- EXERCISE
Print all the records exactly, please.

- DATA SHOWN
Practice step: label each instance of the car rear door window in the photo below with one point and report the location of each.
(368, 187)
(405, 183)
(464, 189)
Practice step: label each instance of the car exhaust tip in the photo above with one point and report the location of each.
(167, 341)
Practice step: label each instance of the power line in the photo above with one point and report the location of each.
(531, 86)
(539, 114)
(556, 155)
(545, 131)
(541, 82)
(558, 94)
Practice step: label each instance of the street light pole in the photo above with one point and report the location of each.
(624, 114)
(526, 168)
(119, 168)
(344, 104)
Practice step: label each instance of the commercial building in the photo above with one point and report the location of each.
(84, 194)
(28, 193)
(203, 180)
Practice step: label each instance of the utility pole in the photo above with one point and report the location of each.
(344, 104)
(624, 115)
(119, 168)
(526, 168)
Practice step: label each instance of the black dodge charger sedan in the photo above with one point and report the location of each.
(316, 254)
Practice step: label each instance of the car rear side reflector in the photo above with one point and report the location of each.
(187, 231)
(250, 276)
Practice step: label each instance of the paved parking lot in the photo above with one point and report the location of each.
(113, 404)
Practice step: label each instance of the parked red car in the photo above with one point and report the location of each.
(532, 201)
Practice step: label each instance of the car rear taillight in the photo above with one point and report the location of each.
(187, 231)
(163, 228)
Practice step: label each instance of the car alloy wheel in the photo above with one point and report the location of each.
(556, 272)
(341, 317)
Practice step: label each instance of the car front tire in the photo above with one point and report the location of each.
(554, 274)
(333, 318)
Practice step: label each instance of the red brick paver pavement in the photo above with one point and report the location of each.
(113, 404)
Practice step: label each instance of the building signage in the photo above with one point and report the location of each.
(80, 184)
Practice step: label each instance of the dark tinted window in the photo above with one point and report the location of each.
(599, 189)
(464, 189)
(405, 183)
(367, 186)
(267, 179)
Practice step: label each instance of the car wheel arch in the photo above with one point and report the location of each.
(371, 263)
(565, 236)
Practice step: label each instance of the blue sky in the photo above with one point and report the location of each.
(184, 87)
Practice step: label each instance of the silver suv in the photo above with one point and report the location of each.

- EXERCISE SOLUTION
Practice step: label each instance of the car rear door window in the photo below with one point and report the location of each.
(368, 187)
(405, 183)
(464, 189)
Practice step: label each instance of the car exhaust tip in the photo above with one point and report the location of each.
(167, 341)
Practice step: label each instance of the power line in the photo above with one point and report the location of each.
(531, 86)
(539, 114)
(556, 155)
(545, 131)
(541, 82)
(558, 94)
Practice step: label each instance of the street light pole in the photo above with one point and report the location of each.
(624, 114)
(526, 168)
(119, 168)
(344, 104)
Practice step: label each instance of the commercial building in the photo above with one point and report the location of each.
(84, 194)
(28, 193)
(203, 180)
Practice step: label each instance of the utility pole in the photo above with one point and report the location of each.
(344, 104)
(624, 115)
(119, 168)
(526, 168)
Practice step: label each instance of the black dodge charger sedan in the photo above with one point and report the location of each.
(316, 254)
Practice step: label each instance of the car rear side reflector in the photo above with one point and report the location of each.
(187, 231)
(250, 276)
Practice step: label each instance of the paved parking lot in the photo above with one point and report the location of each.
(113, 404)
Practice step: label each instance of the parked red car in the photo above with one point and report the location of each.
(532, 201)
Practice step: label each instance of the car rear taillight in the photo above with one point and report the location of each.
(187, 231)
(163, 228)
Practice step: label each instance of the car alloy wheel in the photo above with one point and report the location of each.
(556, 272)
(341, 317)
Practice step: label each instance of the car front tire in the photo above with one point and report the location of each.
(554, 274)
(333, 318)
Practice step: label each instance of the red brick paver pavement in the photo above with one point and report the location of each.
(113, 404)
Practice step: label each instance of the building signage in the photo above with one point and report the location of each.
(80, 184)
Practice step: label each instance of the dark tinted window in the photo above with one point and report the location of each.
(599, 189)
(464, 189)
(405, 183)
(367, 186)
(267, 179)
Practice step: label each instance of the car wheel arch in the photo above with one point and report the location of each.
(371, 263)
(565, 236)
Practice step: label each instance of the blue sky in the photo above with one point and report the location of each.
(184, 87)
Practice step: label each instance of the silver suv in the photo above with one point and report the location of each.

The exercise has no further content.